» **İstenenler**
1 > İmamlık metninde devlet başkanlarına verildiği belirtilen adları sıralayınız.
2 > İmamlık metnini son cümlesinden sonra devam ettiriniz.

» **Metin Bölümü**
İslam Fıkhına Göre İmamlık

Fıkıh literatüründe imâmet amme hukuku alanında “devlet başkanlığı”, ibadetlerde ise “cemaate namaz kıldırma” anlamında kullanılır ve muhtemel bir karışıklığı önlemek için de birincisine “büyük imâmet” (el-imâmetü’l-kübrâ / el-imâmetü’l-uzmâ), ikincisine “küçük imâmet” (el-imâmetü’s-suğrâ) ya da “namaz imamlığı” (imâmetü’s-salât) denilir (bk. İMÂMET). Ancak imam kelimesi, sözlükteki “önder ve öncü” anlamıyla da bağlantılı olarak dinî literatürde bundan daha zengin bir kullanıma sahip olmuş, fıkıh ekolleri gibi geniş kapsamlı fikir hareketlerine ve sosyal oluşumlara öncülük eden, görüşleri ilim muhitinde geniş yankı uyandıran âlimler de imam diye anılmıştır. Devlet başkanlarına “halife, sultan, emîrü’l-mü’minîn” gibi adların verilmesi ve bunun yaygınlık kazanmasıyla birlikte yalın olarak imam kelimesiyle namaz kıldıran kimsenin kastedildiği ve böyle bir kullanımın giderek yaygınlık kazandığı da söylenebilir. Cemaatle namazda imamlık yapmaya i’timâm, imama uymaya iktidâ, uyan kimseye de muktedî veya me’mûm denilir.

Namaz İslâm dininin temel ibadetlerinden biri olduğu gibi namazların cemaatle kılınması da dinin şiâr ve sembolleri arasında görülmüş, bundan dolayı cemaatle namaz öteden beri dinî hayatın canlı bir tezahürü olmuştur. İmamlık görevi, Hz. Peygamber’in bizzat ifa edip örneklik etmesi sebebiyle âdeta bir yönüyle ona halefiyet gibi görülüp sâlih amellerin en hayırlılarından biri kabul edilmiştir. Namaz kıldıracak kimsede aranan şartlar, göreve ehliyette öncelik sıralaması, görevin ifasına ilişkin hükümler, imama uymanın geçerlilik şartları gibi konularda fıkıh literatüründe geliştirilen ayrıntılı hükümler de bu ilginin ürünüdür. Bu zengin birikimde Resûl-i Ekrem’in sözlü ve fiilî sünnetinin, ayrıca onun döneminden itibaren oluşmaya başlayan ve İslâm’ın yayılışıyla birlikte önemli bir konum kazanan imamlık görevi konusunda ilk dönemlerden devralınan dinî geleneğin büyük payı vardır.

» **Verilen Bilgiler**
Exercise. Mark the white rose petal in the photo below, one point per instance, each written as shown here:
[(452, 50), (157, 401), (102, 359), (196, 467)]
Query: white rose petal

» **Görevlere Göre Cevaplar**
1 > Halife, sultan, emîrü’l-mü’minîn.

2 >
İmamlığın Şartları. Cemaate namaz kıldıracak kimsede ne gibi şartların aranacağı konusu fıkıh mezheplerine göre farklılık gösterdiği gibi bu şartların dinî bir esasa mı fiilî duruma ve geleneğe mi dayandığı, namazın sıhhatinin mi yoksa imâmete önceliğin mi şartı olduğu her zaman çok açık değildir. İmamlık, sırf ibadet olan namazla sıkı ilişkisi bulunan vesile mahiyetinde bir ibadet olduğu için imamın ibadete ehil bir kimse olmasının gerektiği bellidir. Bundan dolayı imamın akıllı ve müslüman olması imâmetin geçerliliğinin (sıhhat) iki temel şartı kabul edilir ve gayri müslimin, deli ve sarhoşun kıldırdığı namaz geçersiz sayılır. Çünkü namaz kıldırmada ve imama uymada önemli ilkelerden biri, imamın namazının kendi açısından sahih olması halinde cemaatin namazının da sahih olacağıdır. Namazı geçersiz olan imamın durumu ortaya çıktıktan sonra arkasında kılınmış namazların iadesinin gerekip gerekmediği hususunda cemaatin bilgisizliğinin geçerli bir mazeret sayılıp sayılmamasına bağlı olarak iki görüş vardır. İçki, kumar, faiz gibi büyük günahları işleyen fâsıkın imamlığı, dolayısıyla bu imamın arkasında kılınan namazın sıhhati de tartışmalıdır. Hanefî, Mâlikî ve Şâfiî fakihleriyle İbn Hazm dahil birçok müctehid, bu konuda Hz. Peygamber’in, imam dindar (birr) ya da fâcir olsun arkasında namaz kılınabileceğini bildiren hadisini (Ebû Dâvûd, “Śalât”, 63; diğer rivayetler için bk. Şevkânî, III, 184-185) ve dönemlerine kadarki fiilî durumu delil alıp fâsıkın imamlığının mekruh sayılmakla birlikte kural olarak câiz olduğunu söylemiştir. İmamın cemaat içindeki konumundan ve imamların ümmetin en hayırlılarından seçilmesini tavsiye eden hadislerin (a.g.e., III, 184-187) genel ifadesinden hareket eden Hanbelî ve Şîa fakihleri ise ayrıca dindarlık (adalet) şartından söz ederek fâsıkın imamlığının câiz olmadığını ileri sürerler. Ancak Hanbelîler de cuma ve bayram namazlarında bu şartı aramamışlardır. Öte yandan çoğunluk içinde fıskın mahiyetine göre ayırım yapanlara ve bazı hallerde fıskı imâmete engel görenlere de rastlanır. Bid‘atçının ve İslâm muhiti içinde ortaya çıkan aşırı itikadî akımlara mensup olanların imamlığı da mezheplerin bu konudaki genel tutumuna ve biraz da bu nitelendirmenin izâfîliğine bağlı olarak ayrı bir tartışma konusu olmakla birlikte genelde fâsıkın imamlığındakine benzer bir tavır ortaya konur.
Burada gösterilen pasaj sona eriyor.